- _ASSIGNED TASK_
Swap "clicks" for "points" in the lines from the start of the records through the line with "positive clicks: (102, 106)", and leave everything else unchanged. Leave the pictures out of your answer.

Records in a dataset

BEGIN

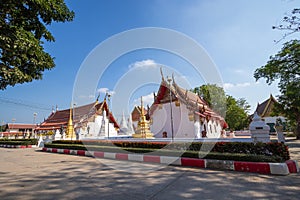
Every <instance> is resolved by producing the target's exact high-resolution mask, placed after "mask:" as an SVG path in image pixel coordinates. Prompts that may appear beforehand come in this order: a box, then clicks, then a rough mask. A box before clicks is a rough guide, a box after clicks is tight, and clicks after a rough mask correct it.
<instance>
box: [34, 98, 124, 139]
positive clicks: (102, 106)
mask: <svg viewBox="0 0 300 200" xmlns="http://www.w3.org/2000/svg"><path fill="white" fill-rule="evenodd" d="M70 112H71V114H72V115H70ZM70 116H72V124H73V125H72V126H73V127H74V136H71V138H72V139H73V138H75V137H76V139H84V138H98V137H108V136H109V137H114V136H117V131H118V129H119V124H118V123H117V121H116V120H115V118H114V116H113V114H112V113H111V112H110V111H109V109H108V104H107V102H106V100H104V101H103V102H101V103H100V102H98V100H97V101H96V102H94V103H91V104H87V105H84V106H79V107H75V108H73V110H70V109H65V110H60V111H55V112H52V113H51V114H50V116H49V117H48V118H47V119H46V120H45V121H44V122H43V123H41V125H40V126H39V127H38V128H37V130H38V131H39V133H44V134H45V133H47V132H48V133H49V132H50V133H51V134H53V135H54V134H55V133H60V134H61V135H63V134H64V133H65V132H66V130H67V129H68V126H69V124H70V122H69V119H70Z"/></svg>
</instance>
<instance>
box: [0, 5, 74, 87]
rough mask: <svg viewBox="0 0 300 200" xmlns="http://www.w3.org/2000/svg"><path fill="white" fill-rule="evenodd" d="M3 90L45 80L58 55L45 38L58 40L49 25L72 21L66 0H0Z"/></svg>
mask: <svg viewBox="0 0 300 200" xmlns="http://www.w3.org/2000/svg"><path fill="white" fill-rule="evenodd" d="M0 5H1V7H0V69H1V70H0V89H1V90H4V89H6V88H7V86H9V85H11V86H14V85H15V84H18V83H24V82H31V81H32V80H34V79H42V76H43V72H44V70H50V69H52V68H53V67H54V66H55V64H54V60H53V59H54V58H52V57H51V55H50V54H49V53H47V52H45V50H44V48H43V41H48V42H51V41H55V39H54V37H53V35H52V34H51V33H50V32H49V31H48V30H47V26H48V25H50V24H51V23H52V22H53V21H55V22H66V21H72V20H73V18H74V12H73V11H70V10H69V9H68V7H67V6H66V4H65V2H64V0H47V1H45V0H0Z"/></svg>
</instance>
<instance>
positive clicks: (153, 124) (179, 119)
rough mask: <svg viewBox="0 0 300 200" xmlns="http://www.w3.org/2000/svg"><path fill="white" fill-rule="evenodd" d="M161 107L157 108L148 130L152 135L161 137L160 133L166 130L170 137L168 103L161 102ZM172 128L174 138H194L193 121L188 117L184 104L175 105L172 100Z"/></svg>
mask: <svg viewBox="0 0 300 200" xmlns="http://www.w3.org/2000/svg"><path fill="white" fill-rule="evenodd" d="M161 106H162V108H161V109H160V108H157V109H156V110H155V111H154V113H153V115H152V116H151V118H152V124H151V126H150V130H151V132H152V133H154V137H156V138H162V133H163V132H164V131H166V132H167V136H168V138H171V137H172V130H171V111H170V104H169V103H166V104H162V105H161ZM172 116H173V130H174V132H173V133H174V138H175V137H176V138H194V137H195V132H194V121H190V120H189V119H188V110H187V109H186V106H185V105H182V104H181V105H180V106H176V105H175V103H174V102H172Z"/></svg>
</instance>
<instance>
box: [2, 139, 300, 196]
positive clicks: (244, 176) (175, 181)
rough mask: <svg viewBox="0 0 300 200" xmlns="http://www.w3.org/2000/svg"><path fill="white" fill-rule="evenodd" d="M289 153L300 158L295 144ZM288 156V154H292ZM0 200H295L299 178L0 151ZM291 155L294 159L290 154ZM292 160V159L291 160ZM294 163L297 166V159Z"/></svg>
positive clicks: (21, 152)
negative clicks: (166, 199) (143, 199)
mask: <svg viewBox="0 0 300 200" xmlns="http://www.w3.org/2000/svg"><path fill="white" fill-rule="evenodd" d="M291 144H292V145H294V146H293V147H291V148H290V149H291V150H292V149H294V150H295V149H297V148H299V149H297V151H296V150H295V152H296V153H299V150H300V143H299V142H297V143H295V144H293V143H291ZM292 151H293V150H292ZM0 155H1V156H0V163H1V165H0V175H1V176H0V199H1V200H6V199H101V200H102V199H110V200H112V199H121V200H122V199H124V200H125V199H126V200H128V199H172V200H176V199H299V196H300V174H299V173H298V174H291V175H288V176H274V175H261V174H253V173H241V172H234V171H216V170H207V169H196V168H184V167H175V166H161V165H154V164H143V163H136V162H128V161H116V160H108V159H94V158H89V157H80V156H73V155H64V154H53V153H46V152H41V151H38V150H35V149H5V148H0ZM293 155H294V154H293ZM296 156H297V157H296ZM296 156H295V158H297V159H298V161H299V157H298V156H299V154H298V155H296Z"/></svg>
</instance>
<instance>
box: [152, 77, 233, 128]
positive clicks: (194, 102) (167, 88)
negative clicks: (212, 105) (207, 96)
mask: <svg viewBox="0 0 300 200" xmlns="http://www.w3.org/2000/svg"><path fill="white" fill-rule="evenodd" d="M170 90H171V95H170ZM170 96H171V102H175V103H177V104H180V103H183V104H184V105H186V106H187V108H188V109H189V110H190V112H191V113H193V114H196V115H199V117H202V118H206V119H211V118H212V119H216V120H220V121H221V123H222V124H223V125H222V126H223V128H227V126H228V125H227V123H226V122H225V120H224V118H223V117H221V116H220V115H219V114H217V113H216V112H214V111H213V110H212V109H211V108H210V107H209V106H208V104H207V103H206V102H205V101H204V100H203V99H202V98H201V97H200V96H198V95H197V94H195V93H193V92H191V91H188V90H185V89H183V88H181V87H180V86H178V85H177V84H176V83H175V80H174V78H173V83H172V85H169V84H168V82H167V81H166V80H165V79H164V78H163V75H162V81H161V84H160V87H159V90H158V92H157V95H155V94H154V103H153V105H152V106H151V109H150V116H151V115H152V114H153V112H154V110H155V109H157V107H158V106H159V105H160V104H165V103H170Z"/></svg>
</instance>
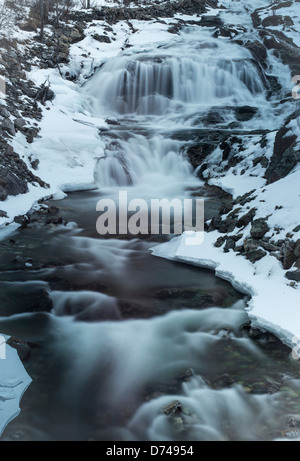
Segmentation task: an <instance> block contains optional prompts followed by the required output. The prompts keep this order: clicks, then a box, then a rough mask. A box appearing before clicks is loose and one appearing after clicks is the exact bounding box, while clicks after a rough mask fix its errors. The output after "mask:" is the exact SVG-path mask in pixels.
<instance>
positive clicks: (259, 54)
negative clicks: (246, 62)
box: [243, 40, 268, 67]
mask: <svg viewBox="0 0 300 461" xmlns="http://www.w3.org/2000/svg"><path fill="white" fill-rule="evenodd" d="M243 46H244V47H245V48H247V49H248V50H249V51H250V52H251V53H252V56H253V57H254V59H255V60H256V61H257V62H259V63H260V64H261V65H262V66H263V67H266V60H267V56H268V53H267V50H266V47H265V46H264V45H263V44H262V43H261V42H259V41H258V40H256V41H254V42H248V43H246V44H243Z"/></svg>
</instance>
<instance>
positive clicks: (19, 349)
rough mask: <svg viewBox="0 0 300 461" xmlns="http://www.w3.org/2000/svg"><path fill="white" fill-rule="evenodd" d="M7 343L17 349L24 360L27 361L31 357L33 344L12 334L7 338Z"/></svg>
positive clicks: (19, 356) (18, 352) (8, 345)
mask: <svg viewBox="0 0 300 461" xmlns="http://www.w3.org/2000/svg"><path fill="white" fill-rule="evenodd" d="M7 345H8V346H10V347H12V348H13V349H16V350H17V352H18V356H19V357H20V360H21V361H22V362H26V361H27V360H29V359H30V356H31V349H32V346H33V344H30V343H28V342H26V341H22V340H21V339H18V338H15V337H13V336H12V337H11V338H9V339H8V340H7Z"/></svg>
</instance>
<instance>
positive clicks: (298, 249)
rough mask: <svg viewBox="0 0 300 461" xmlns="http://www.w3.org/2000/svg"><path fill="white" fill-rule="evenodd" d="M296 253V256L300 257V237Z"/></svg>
mask: <svg viewBox="0 0 300 461" xmlns="http://www.w3.org/2000/svg"><path fill="white" fill-rule="evenodd" d="M294 255H295V256H296V258H300V239H299V240H297V242H296V243H295V248H294Z"/></svg>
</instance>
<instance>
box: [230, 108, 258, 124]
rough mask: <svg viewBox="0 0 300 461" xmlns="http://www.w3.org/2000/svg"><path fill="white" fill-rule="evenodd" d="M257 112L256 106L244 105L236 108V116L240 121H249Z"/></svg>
mask: <svg viewBox="0 0 300 461" xmlns="http://www.w3.org/2000/svg"><path fill="white" fill-rule="evenodd" d="M256 113H257V108H256V107H250V106H242V107H237V108H236V110H235V117H236V119H237V120H238V121H239V122H248V121H249V120H251V119H252V118H253V117H254V115H255V114H256Z"/></svg>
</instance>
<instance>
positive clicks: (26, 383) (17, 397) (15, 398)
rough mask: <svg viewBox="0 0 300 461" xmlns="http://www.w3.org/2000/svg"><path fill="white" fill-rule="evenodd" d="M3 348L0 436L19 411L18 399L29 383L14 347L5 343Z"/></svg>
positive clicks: (19, 399) (1, 345)
mask: <svg viewBox="0 0 300 461" xmlns="http://www.w3.org/2000/svg"><path fill="white" fill-rule="evenodd" d="M5 338H6V339H7V337H5ZM3 339H4V336H0V347H1V349H2V348H3ZM5 349H6V358H5V359H2V358H1V357H2V356H3V355H2V354H1V351H0V436H1V434H2V433H3V431H4V429H5V427H6V426H7V424H8V423H9V422H10V421H11V420H12V419H14V418H16V417H17V416H18V414H19V413H20V408H19V404H20V401H21V399H22V397H23V394H24V392H25V391H26V389H27V388H28V386H29V385H30V383H31V378H30V377H29V376H28V374H27V372H26V371H25V369H24V367H23V365H22V363H21V361H20V359H19V357H18V353H17V351H16V349H12V348H11V347H10V346H7V345H6V347H5Z"/></svg>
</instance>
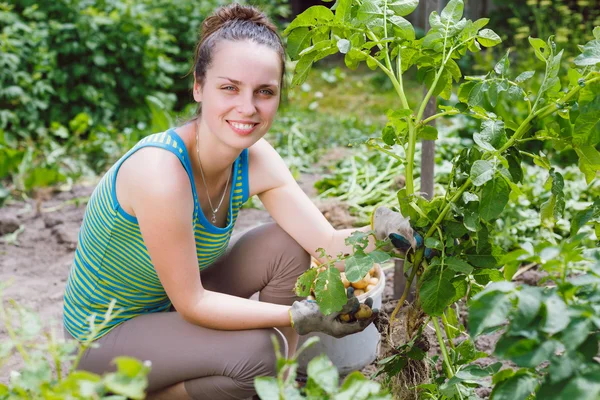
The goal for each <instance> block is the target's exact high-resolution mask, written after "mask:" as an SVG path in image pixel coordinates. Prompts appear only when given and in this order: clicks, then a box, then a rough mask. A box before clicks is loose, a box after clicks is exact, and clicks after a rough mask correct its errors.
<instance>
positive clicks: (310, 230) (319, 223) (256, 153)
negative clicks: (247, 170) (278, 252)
mask: <svg viewBox="0 0 600 400" xmlns="http://www.w3.org/2000/svg"><path fill="white" fill-rule="evenodd" d="M250 163H251V164H250V187H251V192H250V194H251V195H252V194H254V193H256V194H258V196H259V198H260V200H261V201H262V203H263V204H264V206H265V208H266V209H267V210H268V211H269V214H271V216H272V217H273V219H275V221H277V223H278V224H279V225H280V226H281V227H282V228H283V229H284V230H285V231H286V232H287V233H288V234H289V235H290V236H292V237H293V238H294V239H295V240H296V241H297V242H298V243H299V244H300V245H301V246H302V247H303V248H304V249H305V250H306V251H307V252H308V253H310V254H311V255H312V256H313V257H315V258H316V259H317V260H319V261H324V260H322V259H321V258H320V257H319V253H318V252H317V249H318V248H323V249H324V250H325V251H326V253H327V254H329V255H330V256H334V257H335V256H336V255H338V254H339V253H343V254H347V253H351V252H352V246H348V245H346V244H345V239H346V238H347V237H348V236H350V235H351V234H352V232H355V231H357V230H358V231H363V232H367V231H369V230H370V227H369V226H364V227H360V228H350V229H340V230H336V229H335V228H334V227H333V226H332V225H331V223H329V221H327V219H326V218H325V217H324V216H323V214H322V213H321V212H320V211H319V209H318V208H317V206H315V204H314V203H313V202H312V200H311V199H310V198H309V197H308V196H307V195H306V194H305V193H304V192H303V191H302V189H301V188H300V186H298V183H297V182H296V181H295V180H294V177H293V176H292V174H291V172H290V170H289V169H288V167H287V166H286V165H285V162H284V161H283V160H282V159H281V157H280V156H279V154H278V153H277V151H276V150H275V149H273V147H272V146H271V145H270V144H269V143H268V142H266V141H265V140H260V141H259V142H257V143H256V144H255V145H254V146H253V147H252V148H251V153H250ZM374 248H375V242H374V240H373V238H372V236H371V237H369V246H368V247H367V251H371V250H373V249H374ZM336 266H337V267H338V268H339V269H341V270H343V268H344V266H343V264H341V263H338V264H337V265H336Z"/></svg>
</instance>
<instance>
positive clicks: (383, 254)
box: [363, 250, 391, 276]
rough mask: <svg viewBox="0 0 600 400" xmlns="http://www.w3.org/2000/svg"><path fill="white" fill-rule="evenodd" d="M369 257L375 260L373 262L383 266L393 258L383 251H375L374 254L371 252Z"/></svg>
mask: <svg viewBox="0 0 600 400" xmlns="http://www.w3.org/2000/svg"><path fill="white" fill-rule="evenodd" d="M368 256H369V257H370V258H371V259H372V260H373V262H374V263H375V264H383V263H384V262H386V261H387V260H389V259H390V258H391V257H390V255H389V254H388V253H386V252H385V251H381V250H373V251H372V252H370V253H369V254H368ZM369 269H370V268H369ZM365 275H366V274H365ZM363 276H364V275H363Z"/></svg>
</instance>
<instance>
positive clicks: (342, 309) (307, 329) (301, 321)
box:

END

- _RESPONSE FOR THIS EXERCISE_
Every <instance> is resolved by producing the target's exact high-resolution mask, placed after "mask:" as an SVG path in image pixel coordinates. Prompts that may appear beforehand come in this order: a box, then points, then a rough mask. A box before points is a rough guide, a box after points is tight, and points after a rough mask correct it.
<instance>
box: [34, 98, 124, 139]
positive points: (102, 106)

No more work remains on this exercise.